*** Source extract ***
I have a massive dataframe. The dataframe has column patient.drug. This column contains list of dictionaries as its elements. I want to filter out all the rows that contain 'NIFEDIPINE' word in patient.drug column.
The dataframe is very large. Here is a sample of it.
patient.drug
0 [{'drugcharacterization': '1', 'medicinalproduct': 'PANDOL'}]
1 [{'drugcharacterization': '2', 'medicinalproduct': 'NIFEDIPINE'}]
2 [{'drugcharacterization': '3', 'medicinalproduct': 'SIMVASTATIN'}]
3 [{'drugcharacterization': '4', 'medicinalproduct': 'NIFEDIPINE'}]
so far, I have tried
df[df['patient.drug'].str.contains('NIFEDIPINE')]
but it is giving me an error.
raise KeyError(f"None of [{key}] are in the [{axis_name}]")
*** End of Source extract ***
- Assignment A
Answer these questions about the dataframe question:
(i) Which word should the filter look for in the patient.drug column?
(ii) What medicinalproduct value does row 2 of the sample show?
(iii) Which kind of error does the attempted code raise?
- Assignment B
Continue the forum post about filtering the patient.drug dataframe column, starting after its final line.
*** Data shown ***
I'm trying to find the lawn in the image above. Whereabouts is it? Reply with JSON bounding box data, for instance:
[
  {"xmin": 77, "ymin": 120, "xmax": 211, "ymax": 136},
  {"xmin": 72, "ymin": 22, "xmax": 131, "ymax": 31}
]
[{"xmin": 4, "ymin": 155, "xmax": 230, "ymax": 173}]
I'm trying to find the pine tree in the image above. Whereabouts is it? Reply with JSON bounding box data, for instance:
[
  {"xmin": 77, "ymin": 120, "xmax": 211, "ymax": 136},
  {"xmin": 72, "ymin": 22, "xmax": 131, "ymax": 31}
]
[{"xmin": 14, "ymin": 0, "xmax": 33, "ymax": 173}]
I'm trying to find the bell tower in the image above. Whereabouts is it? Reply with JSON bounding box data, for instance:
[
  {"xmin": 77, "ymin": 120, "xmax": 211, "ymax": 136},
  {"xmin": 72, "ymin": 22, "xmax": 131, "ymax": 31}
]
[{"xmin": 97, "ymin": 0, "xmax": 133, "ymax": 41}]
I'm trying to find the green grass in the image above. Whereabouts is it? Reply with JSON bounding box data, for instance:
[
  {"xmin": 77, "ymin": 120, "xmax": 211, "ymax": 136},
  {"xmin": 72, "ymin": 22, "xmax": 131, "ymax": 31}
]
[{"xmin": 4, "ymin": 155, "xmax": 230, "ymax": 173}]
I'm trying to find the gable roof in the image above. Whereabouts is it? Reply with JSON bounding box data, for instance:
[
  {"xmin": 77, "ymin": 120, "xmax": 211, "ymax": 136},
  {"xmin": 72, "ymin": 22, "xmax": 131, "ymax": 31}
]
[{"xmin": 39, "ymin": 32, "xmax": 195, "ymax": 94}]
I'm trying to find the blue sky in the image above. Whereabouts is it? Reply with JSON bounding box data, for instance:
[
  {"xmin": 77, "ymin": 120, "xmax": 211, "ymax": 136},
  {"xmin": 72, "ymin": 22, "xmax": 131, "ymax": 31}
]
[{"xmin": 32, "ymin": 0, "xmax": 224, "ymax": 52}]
*** End of Data shown ***
- Task result A
(i) NIFEDIPINE
(ii) SIMVASTATIN
(iii) KeyError

- Task result B
KeyError: "None of [Float64Index([nan, nan, nan, nan, nan, nan, nan, nan, nan, nan,\n ...\n nan, nan, nan, nan, nan, nan, nan, nan, nan, nan],\n dtype='float64', length=12000)] are in the [columns]"
I have also tried using in
operator and iterating over rows.
lst=[]
for i in range(len(df)):
if 'NIFEDIPINE' in df.loc[i, "patirnt.drug"]:
lst.append(i)
print(lst)
Which is also causing an error. What should I do to get it right?